- **What is needed**
Return every line of the records below that contains the word "green".

---------------

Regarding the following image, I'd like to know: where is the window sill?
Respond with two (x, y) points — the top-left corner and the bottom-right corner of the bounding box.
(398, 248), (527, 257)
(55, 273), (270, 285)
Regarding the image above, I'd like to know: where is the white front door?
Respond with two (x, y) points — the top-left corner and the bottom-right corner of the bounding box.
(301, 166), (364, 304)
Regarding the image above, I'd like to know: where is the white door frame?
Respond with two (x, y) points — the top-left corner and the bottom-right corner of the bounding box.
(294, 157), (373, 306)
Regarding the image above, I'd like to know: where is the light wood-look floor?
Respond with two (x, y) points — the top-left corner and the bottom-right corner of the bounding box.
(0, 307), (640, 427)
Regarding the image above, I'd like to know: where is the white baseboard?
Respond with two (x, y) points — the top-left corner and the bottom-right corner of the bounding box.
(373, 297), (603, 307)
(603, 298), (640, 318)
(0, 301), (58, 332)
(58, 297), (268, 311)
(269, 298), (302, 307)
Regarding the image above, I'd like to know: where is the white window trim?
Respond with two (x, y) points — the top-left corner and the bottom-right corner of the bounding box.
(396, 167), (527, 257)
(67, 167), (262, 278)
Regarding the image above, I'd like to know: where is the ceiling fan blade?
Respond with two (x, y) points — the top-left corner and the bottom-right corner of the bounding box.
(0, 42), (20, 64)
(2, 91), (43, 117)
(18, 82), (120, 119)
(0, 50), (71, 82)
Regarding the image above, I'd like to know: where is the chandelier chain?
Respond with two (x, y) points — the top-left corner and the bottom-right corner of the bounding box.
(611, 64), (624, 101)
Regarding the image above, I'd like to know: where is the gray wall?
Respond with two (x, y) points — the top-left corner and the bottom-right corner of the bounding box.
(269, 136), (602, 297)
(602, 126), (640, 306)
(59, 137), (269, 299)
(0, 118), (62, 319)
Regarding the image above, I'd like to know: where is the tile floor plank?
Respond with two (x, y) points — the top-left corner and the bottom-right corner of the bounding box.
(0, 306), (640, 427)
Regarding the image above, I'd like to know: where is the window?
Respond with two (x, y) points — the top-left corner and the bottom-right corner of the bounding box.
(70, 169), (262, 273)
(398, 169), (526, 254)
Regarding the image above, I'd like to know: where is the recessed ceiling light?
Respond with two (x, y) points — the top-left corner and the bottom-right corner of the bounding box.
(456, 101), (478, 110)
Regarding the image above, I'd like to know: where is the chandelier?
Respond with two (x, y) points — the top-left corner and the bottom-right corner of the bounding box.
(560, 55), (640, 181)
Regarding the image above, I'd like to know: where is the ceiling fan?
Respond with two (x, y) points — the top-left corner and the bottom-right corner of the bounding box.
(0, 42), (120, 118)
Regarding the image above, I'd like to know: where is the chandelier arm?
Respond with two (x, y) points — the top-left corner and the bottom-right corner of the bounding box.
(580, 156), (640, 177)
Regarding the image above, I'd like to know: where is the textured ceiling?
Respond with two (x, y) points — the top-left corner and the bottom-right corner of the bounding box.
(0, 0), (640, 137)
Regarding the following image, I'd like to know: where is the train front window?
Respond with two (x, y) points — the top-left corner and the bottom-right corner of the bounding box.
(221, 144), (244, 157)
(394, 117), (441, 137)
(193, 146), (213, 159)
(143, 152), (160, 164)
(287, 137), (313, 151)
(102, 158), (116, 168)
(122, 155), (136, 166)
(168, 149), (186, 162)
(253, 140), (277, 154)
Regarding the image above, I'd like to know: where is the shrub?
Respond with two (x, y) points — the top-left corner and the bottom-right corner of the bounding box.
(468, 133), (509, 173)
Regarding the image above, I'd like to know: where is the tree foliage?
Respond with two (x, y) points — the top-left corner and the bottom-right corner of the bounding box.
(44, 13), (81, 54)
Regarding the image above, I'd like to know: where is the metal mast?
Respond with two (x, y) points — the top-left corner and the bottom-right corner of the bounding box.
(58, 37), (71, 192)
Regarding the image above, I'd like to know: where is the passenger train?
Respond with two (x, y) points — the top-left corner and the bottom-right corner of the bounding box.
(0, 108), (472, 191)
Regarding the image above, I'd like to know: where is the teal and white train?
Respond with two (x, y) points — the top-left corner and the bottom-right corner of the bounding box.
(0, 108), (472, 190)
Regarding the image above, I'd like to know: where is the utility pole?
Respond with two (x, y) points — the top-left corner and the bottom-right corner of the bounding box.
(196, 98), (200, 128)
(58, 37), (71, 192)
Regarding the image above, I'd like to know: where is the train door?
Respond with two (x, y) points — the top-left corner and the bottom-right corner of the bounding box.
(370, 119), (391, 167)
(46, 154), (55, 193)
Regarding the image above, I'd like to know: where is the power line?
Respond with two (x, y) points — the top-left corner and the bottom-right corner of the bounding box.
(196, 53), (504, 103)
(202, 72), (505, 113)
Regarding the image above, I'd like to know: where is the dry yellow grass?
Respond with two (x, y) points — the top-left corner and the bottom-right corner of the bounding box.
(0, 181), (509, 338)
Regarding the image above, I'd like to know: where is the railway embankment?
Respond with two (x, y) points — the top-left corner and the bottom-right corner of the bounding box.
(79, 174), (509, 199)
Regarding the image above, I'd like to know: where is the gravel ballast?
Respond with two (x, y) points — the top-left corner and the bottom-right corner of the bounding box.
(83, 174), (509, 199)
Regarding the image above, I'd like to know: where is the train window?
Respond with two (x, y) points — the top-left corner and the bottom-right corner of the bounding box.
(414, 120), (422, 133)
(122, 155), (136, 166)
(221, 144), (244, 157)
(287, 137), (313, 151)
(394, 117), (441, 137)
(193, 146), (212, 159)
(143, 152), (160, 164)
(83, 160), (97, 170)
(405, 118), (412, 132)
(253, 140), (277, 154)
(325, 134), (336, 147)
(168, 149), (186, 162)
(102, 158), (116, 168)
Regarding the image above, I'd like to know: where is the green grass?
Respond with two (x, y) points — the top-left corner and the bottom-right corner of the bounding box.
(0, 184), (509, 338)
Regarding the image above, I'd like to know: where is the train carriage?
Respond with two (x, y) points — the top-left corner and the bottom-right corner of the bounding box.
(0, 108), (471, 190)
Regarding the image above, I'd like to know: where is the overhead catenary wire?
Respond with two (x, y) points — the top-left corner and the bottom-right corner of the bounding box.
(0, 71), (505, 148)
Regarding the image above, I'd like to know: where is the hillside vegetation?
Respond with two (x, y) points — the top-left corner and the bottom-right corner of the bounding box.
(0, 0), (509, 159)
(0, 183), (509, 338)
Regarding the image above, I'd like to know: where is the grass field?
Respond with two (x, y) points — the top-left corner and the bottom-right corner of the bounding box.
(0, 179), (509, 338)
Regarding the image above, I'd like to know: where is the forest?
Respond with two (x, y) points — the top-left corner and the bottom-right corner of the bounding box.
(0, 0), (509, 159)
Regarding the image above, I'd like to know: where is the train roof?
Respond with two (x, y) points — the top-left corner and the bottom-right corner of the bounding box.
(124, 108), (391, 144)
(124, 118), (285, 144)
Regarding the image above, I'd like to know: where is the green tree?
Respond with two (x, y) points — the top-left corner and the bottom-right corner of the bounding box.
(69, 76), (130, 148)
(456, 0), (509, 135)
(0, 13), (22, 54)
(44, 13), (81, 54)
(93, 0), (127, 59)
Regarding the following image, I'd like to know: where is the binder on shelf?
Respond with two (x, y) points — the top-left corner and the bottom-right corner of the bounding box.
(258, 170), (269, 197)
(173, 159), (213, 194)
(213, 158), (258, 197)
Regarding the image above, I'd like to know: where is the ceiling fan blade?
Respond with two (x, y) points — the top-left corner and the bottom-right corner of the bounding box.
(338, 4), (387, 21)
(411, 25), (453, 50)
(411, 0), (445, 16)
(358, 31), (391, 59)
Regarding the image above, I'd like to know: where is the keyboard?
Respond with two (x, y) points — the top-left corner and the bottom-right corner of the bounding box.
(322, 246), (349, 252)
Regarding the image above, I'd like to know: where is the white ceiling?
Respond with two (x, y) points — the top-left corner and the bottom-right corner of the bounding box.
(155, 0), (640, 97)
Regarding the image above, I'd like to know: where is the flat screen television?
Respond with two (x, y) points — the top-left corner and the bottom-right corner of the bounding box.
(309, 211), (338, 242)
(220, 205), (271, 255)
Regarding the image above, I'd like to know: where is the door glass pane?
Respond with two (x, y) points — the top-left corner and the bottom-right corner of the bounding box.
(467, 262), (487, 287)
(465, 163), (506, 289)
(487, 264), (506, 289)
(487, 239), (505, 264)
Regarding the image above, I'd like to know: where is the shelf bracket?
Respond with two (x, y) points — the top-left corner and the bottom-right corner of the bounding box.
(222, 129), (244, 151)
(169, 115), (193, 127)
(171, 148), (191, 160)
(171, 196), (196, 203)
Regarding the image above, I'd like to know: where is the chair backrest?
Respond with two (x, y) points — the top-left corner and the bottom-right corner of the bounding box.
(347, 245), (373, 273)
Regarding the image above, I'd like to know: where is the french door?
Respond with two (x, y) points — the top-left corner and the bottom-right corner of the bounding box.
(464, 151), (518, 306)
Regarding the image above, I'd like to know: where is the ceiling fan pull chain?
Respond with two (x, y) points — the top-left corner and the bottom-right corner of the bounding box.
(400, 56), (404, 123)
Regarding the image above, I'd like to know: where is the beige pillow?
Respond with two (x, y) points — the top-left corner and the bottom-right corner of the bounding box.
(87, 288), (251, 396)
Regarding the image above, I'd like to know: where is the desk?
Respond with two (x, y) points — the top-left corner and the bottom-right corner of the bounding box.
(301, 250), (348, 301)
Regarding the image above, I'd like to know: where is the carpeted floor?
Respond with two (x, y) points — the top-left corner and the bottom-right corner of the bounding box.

---------------

- **Completed exercise**
Regarding the image above, I'd like to know: where is the green grass?
Regarding the image above, I'd like to know: where is the green tree?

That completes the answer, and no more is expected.